### TASK OBJECTIVE
Can you copy every entry below word for word, keeping each line as it appears?

— Begin DATA FOR THIS TASK —

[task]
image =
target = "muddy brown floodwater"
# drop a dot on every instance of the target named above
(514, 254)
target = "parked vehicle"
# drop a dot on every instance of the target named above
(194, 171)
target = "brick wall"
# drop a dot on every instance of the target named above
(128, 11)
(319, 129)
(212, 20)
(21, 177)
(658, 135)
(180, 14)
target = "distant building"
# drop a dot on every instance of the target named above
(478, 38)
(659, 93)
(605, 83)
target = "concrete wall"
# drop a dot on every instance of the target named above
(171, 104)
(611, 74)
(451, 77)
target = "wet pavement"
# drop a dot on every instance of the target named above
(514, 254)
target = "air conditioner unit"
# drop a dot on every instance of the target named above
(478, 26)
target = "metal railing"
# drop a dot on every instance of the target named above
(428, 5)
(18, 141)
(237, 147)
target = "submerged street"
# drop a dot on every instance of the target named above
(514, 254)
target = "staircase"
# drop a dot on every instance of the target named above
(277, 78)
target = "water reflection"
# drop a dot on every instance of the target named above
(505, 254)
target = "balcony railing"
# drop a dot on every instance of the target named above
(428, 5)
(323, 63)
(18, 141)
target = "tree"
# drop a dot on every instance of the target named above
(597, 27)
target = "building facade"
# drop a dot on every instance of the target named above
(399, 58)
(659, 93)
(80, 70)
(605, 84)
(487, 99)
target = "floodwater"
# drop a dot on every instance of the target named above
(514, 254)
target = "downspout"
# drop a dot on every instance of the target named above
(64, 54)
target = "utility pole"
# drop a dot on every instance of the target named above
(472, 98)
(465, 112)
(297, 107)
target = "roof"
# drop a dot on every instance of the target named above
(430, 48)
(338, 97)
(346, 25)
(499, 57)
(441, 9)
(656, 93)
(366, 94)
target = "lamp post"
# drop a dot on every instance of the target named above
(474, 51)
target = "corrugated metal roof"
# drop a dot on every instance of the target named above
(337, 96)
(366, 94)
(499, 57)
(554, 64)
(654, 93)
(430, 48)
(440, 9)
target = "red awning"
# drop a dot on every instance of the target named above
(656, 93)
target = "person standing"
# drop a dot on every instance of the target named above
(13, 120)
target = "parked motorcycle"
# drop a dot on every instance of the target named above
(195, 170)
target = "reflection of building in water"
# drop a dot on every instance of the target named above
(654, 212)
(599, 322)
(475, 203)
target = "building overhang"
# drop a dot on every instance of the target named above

— End DATA FOR THIS TASK —

### WRITTEN SOLUTION
[task]
image =
target = "muddy brown floodwater"
# drop a dot on every instance of the target named above
(514, 254)
target = "parked vehicle"
# drop a dot on every instance of the target named above
(194, 171)
target = "brick wall"
# drop a dot on every instance of the target named above
(128, 11)
(319, 129)
(212, 20)
(21, 177)
(658, 135)
(180, 14)
target = "distant building"
# drop a dot on every instance of the target named above
(478, 38)
(659, 93)
(605, 83)
target = "concrete wall"
# drop a dot on every instance of the target named above
(171, 104)
(611, 74)
(451, 77)
target = "wet pavement"
# drop a dot on every instance of the target named above
(514, 254)
target = "air conditioner unit"
# drop a dot on every instance of the target named above
(478, 26)
target = "metal railing"
# drop a dot on every instance of the target named above
(428, 5)
(18, 141)
(237, 147)
target = "submerged street"
# drop a dot on every instance of the target named above
(514, 254)
target = "staircase"
# drop a dot on every instance of the target named above
(277, 78)
target = "water reflection"
# drop a dot on every instance of the target named above
(505, 254)
target = "balcony railing"
# drop a dot on every instance of the target named above
(428, 5)
(323, 63)
(18, 141)
target = "tree"
# drop a dot on every instance of the target named above
(597, 27)
target = "building facade"
# drop a dot on every instance of the target named above
(399, 58)
(659, 93)
(80, 70)
(605, 84)
(487, 99)
target = "floodwater"
# drop a dot on every instance of the target named above
(514, 254)
target = "downspout"
# drop a dot on every instance of the target named above
(64, 54)
target = "utility pole"
# drop a dot on every instance of the target named above
(472, 98)
(465, 112)
(297, 107)
target = "roof"
# drop a dot on every instance of the target named above
(430, 48)
(338, 97)
(346, 25)
(499, 57)
(441, 9)
(656, 93)
(366, 94)
target = "lamp post"
# drop a dot on every instance of the target named above
(474, 51)
target = "corrugated metal roof"
# drop a dot on every instance of the target named above
(337, 96)
(366, 94)
(499, 57)
(554, 64)
(654, 93)
(430, 48)
(440, 9)
target = "red awning"
# drop a dot on every instance of the target named above
(656, 93)
target = "person standing"
# drop a dot on every instance of the target named above
(13, 120)
target = "parked motorcycle"
# drop a dot on every instance of the target named above
(195, 170)
target = "reflection of building in water"
# drop a dot on every instance of the target named above
(654, 212)
(599, 322)
(475, 203)
target = "building overhang"
# drop a dot on every instance of the target named above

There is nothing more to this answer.